# How to get rid of fleas?



## Mr420 (Sep 21, 2013)

my two dogs keep getting fleas and everytime i think ive got all of them and there gone two or three days later there back ive given them baths with shampoo that says it kills fleas while im doing that i use a bug bomb in my house i put that flea and tick stuff down there back once a month and they both have flea collars seems like no matter what i do theres always more and now my pup rocko is scratching and biting himself so much hes starting to lose hair


----------



## Homesteader (Sep 10, 2013)

Mr420 said:


> my two dogs keep getting fleas and everytime i think ive got all of them and there gone two or three days later there back ive given them baths with shampoo that says it kills fleas while im doing that i use a bug bomb in my house i put that flea and tick stuff down there back once a month and they both have flea collars seems like no matter what i do theres always more and now my pup rocko is scratching and biting himself so much hes starting to lose hair


Some suggestions for an infestation:
Advantix II for the dogs.
Sevin dust for the yard
Flea powder for carpets
Wash everything you can
Vaccum up dust a couple times a day to pick up eggs
Empty vac everyday in a plastic sealed bag
Put some nightlights out with a shallow pan of Dawn & water in the light area
Move furniture about to vaccum
Vacuum furniture.
Keep dogs treated
Keep strays out of your yard
keep grass trimmed short, and bushes trimmed back
Do not use harsh flea soaps ... try dawn mountain fresh dish soap to kill fleas. Leave on for 5 minutes before rinsing.


----------



## bahamutt99 (May 14, 2008)

It's a 4-part attack. 

Treat the dog (take to a groomer for a flea dip), 
treat the home (bomb, vacuum like crazy with flea carpet powder, wash bedding), 
treat the yard (yard spray you hook to your hose, perimeter spray or diatomaceous earth to stop them from coming in from neighbor dogs), 
prevent reinfestation (topical stuff like Frontline, Sentry, Advantage).

Once you get your existing problem under control, you can usually keep it under control by keeping her on a good flea preventative. Also, mow your grass and trim your shrubs/bushes back. Fleas like shady places to hide out.


----------



## DieselsMommie (Jul 7, 2013)

Advantix II is the best one you can get. Fleas are becoming immune to frontline

Sent from Petguide.com Free App


----------



## Princesspaola21 (Oct 30, 2012)

Tasks to carry out →
1. Answer these from the flea thread:
(a) How long does Homesteader say to leave the dish soap on before rinsing?
(b) What does bahamutt99 say fleas like to hide out in?
(c) Which product does DieselsMommie say fleas are becoming immune to?
2. Carry on the flea thread from where it stops.
None of the items have any bearing on the flea thread.

Recorded information →
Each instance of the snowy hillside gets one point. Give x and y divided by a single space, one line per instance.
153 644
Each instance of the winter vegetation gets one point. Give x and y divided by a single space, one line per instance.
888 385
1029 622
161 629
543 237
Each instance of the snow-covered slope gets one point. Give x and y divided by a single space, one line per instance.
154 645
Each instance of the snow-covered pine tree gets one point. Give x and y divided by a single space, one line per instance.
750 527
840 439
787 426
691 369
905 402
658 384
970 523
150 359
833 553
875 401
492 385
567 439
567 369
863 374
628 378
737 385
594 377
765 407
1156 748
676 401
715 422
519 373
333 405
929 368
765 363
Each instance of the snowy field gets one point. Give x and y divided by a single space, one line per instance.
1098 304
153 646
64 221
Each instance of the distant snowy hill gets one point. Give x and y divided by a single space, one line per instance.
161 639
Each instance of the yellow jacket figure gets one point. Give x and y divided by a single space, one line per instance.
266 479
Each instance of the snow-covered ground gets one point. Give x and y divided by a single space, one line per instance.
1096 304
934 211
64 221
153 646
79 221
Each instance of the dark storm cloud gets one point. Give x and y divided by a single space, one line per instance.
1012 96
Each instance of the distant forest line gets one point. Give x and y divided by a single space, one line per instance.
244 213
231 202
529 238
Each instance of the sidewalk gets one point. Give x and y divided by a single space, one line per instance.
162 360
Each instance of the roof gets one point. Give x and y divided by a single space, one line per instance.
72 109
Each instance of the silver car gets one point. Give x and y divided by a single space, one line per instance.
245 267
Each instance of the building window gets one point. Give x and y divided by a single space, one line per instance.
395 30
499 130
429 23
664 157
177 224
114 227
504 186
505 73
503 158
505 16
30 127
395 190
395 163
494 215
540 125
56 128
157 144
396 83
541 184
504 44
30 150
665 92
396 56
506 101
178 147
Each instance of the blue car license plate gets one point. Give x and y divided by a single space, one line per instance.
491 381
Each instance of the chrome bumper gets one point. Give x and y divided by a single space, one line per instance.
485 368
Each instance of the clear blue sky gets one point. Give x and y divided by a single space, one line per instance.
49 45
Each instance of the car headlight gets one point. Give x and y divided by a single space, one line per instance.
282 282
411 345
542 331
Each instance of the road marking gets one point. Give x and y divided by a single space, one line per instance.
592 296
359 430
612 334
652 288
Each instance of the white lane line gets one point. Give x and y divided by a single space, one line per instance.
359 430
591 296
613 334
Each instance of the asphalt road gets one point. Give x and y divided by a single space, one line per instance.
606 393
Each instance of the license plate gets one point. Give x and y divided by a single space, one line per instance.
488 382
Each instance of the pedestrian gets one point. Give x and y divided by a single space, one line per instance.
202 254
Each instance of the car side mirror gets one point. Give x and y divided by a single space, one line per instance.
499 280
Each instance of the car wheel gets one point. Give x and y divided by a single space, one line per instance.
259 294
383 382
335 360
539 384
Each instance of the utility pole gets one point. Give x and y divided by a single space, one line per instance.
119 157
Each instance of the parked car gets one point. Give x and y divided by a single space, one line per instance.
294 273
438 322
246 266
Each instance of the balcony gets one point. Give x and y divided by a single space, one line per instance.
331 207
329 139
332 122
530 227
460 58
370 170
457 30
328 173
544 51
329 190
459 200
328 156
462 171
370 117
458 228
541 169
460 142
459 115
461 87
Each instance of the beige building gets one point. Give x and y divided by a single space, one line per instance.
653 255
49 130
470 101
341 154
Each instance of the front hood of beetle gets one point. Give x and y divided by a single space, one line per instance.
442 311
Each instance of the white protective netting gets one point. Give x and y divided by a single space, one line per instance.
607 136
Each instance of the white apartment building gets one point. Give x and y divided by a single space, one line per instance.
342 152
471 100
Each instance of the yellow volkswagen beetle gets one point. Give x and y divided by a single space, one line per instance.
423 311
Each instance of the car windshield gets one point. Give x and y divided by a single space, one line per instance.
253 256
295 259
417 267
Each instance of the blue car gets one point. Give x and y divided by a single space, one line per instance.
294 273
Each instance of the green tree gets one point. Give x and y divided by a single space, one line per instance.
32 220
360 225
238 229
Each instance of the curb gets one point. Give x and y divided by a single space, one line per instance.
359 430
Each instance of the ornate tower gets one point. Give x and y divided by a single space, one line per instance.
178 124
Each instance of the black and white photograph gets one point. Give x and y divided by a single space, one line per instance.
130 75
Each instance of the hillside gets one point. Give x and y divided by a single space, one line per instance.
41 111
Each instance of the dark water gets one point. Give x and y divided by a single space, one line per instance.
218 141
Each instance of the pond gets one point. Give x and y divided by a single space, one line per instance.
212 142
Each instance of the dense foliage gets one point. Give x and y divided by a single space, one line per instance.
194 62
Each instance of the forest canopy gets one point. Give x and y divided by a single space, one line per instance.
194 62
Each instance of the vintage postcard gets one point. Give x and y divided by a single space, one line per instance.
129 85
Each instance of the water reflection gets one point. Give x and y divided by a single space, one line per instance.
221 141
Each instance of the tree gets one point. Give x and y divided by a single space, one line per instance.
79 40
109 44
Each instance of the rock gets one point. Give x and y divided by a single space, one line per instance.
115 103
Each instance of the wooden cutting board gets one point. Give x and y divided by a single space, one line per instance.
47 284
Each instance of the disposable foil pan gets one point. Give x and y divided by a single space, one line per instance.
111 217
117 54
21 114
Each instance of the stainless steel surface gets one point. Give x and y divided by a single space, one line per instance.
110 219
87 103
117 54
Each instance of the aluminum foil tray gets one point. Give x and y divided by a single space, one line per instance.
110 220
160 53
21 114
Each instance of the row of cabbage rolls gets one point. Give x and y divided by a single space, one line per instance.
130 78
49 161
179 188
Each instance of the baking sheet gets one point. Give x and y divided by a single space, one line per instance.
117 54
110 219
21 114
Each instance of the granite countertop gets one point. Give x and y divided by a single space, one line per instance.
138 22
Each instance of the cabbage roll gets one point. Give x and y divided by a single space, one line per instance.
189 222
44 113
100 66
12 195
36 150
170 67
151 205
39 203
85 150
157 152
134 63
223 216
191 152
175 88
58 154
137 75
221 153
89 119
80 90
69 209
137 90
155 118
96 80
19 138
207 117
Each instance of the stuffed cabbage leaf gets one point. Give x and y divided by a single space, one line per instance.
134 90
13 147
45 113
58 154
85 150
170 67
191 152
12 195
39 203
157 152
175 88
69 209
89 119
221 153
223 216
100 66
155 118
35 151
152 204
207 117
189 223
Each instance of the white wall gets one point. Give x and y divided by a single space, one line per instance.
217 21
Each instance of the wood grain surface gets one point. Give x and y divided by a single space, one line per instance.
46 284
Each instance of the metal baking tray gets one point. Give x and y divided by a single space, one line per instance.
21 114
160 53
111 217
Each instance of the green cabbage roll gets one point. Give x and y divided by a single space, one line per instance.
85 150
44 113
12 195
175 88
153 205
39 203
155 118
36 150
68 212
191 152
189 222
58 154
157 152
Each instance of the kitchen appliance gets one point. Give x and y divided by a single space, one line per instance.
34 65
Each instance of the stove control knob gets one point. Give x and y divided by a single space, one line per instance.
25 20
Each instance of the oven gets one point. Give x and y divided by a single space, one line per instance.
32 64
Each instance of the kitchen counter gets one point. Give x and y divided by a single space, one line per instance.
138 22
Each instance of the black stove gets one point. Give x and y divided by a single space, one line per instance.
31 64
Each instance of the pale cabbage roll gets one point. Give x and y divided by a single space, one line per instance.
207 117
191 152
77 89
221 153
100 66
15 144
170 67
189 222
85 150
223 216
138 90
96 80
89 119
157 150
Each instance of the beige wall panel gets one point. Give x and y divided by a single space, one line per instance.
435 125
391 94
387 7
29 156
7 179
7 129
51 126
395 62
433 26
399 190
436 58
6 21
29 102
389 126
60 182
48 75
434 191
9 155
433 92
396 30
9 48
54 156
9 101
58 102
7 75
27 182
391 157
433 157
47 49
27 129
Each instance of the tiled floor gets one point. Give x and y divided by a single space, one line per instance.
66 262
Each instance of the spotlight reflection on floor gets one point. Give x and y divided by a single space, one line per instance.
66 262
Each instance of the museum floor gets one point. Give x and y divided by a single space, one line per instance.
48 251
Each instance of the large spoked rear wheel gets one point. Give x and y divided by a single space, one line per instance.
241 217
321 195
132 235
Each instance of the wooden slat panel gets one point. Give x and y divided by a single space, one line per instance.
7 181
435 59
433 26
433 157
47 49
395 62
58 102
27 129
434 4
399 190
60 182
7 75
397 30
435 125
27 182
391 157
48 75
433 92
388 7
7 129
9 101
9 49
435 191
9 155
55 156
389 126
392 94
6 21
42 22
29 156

Outputs in order →
1.
(a) 5 minutes.
(b) Shady places.
(c) Frontline.

2.
DieselsMommie said:


> Advantix II is the best one you can get. Fleas are becoming immune to frontline
> 
> Sent from Petguide.com Free App


I think it all depends on the location and the dog. Advantix II didn't work at all for my dogs. I have them all on Trifexis now and haven't seen a single flea or tick on any of them all year.

Sent from Petguide.com Free App


----------



## Homesteader (Sep 10, 2013)

Trifexis is awesome! It has had great results.


----------



## DieselsMommie (Jul 7, 2013)

Never heard of it but def gonna check it out

Sent from Petguide.com Free App


----------



## STiLL WILL (May 1, 2013)

I'm having great success with Trifexis on my pup....and he's always hitting walking trails with me 2-3 times a week. Zero fleas.


----------



## So6pack (Nov 12, 2012)

Right after I moved in with my boyfriend, (about 3 months ago) he had a HUGE problem with fleas inside the house, even though we didn't have any "indoor animals" at that time.

There is a stray pit-mix that was dumped on our road, and he's taken up residence here. We've named him Tiger, and he sleeps outside under the stairs leading up to our front door. So we figured out that when we came up the stairs, the fleas were hitchhiking in on our clothes. It got so bad that when we would walk across the carpet with white socks on, the socks would look like someone had sprinkled black ink all over our socks.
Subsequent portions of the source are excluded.